What the task requires
Copy out all the rows with each "woman" swapped for "person", keeping everything else unchanged. Leave the pictures out.
━━━ Material for this exercise ━━━
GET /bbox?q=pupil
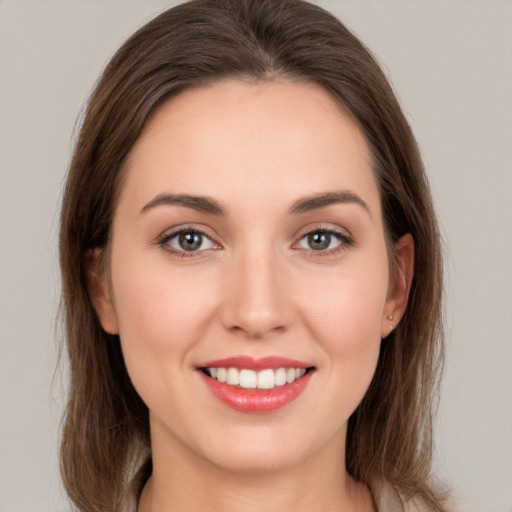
[179,233,203,251]
[308,233,331,251]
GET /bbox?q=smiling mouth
[201,366,314,389]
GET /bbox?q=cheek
[296,260,388,400]
[108,255,214,396]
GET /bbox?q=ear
[381,233,414,338]
[85,248,119,334]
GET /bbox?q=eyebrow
[290,190,372,217]
[140,194,226,216]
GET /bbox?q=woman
[60,0,444,512]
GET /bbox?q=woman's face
[91,80,412,471]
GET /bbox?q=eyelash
[157,227,219,258]
[294,227,354,257]
[157,227,354,258]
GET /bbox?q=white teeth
[217,368,228,382]
[274,368,286,386]
[258,370,275,389]
[226,368,240,386]
[240,369,257,389]
[207,367,306,389]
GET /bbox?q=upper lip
[198,356,313,370]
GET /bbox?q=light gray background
[0,0,512,512]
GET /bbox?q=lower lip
[200,371,313,413]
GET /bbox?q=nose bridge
[224,239,289,338]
━━━
Expected answer
GET /bbox?q=pupil
[179,233,203,251]
[308,233,331,251]
GET /bbox?q=smiling mouth
[201,366,314,389]
GET /bbox?q=cheek
[296,260,388,400]
[108,255,214,396]
GET /bbox?q=ear
[381,233,414,338]
[85,248,119,334]
GET /bbox?q=eyebrow
[290,190,372,217]
[140,194,226,216]
GET /bbox?q=person
[60,0,444,512]
GET /bbox?q=person's face
[91,80,412,471]
GET /bbox?q=eyelash
[157,227,219,258]
[294,227,354,257]
[157,227,354,258]
GET /bbox?q=white teeth
[217,368,228,382]
[274,368,286,386]
[258,370,275,389]
[226,368,240,386]
[240,369,257,389]
[207,367,306,389]
GET /bbox?q=upper lip
[198,356,313,370]
GET /bbox?q=light gray background
[0,0,512,512]
GET /bbox?q=lower lip
[200,371,313,413]
GET /bbox?q=nose bridge
[224,239,289,338]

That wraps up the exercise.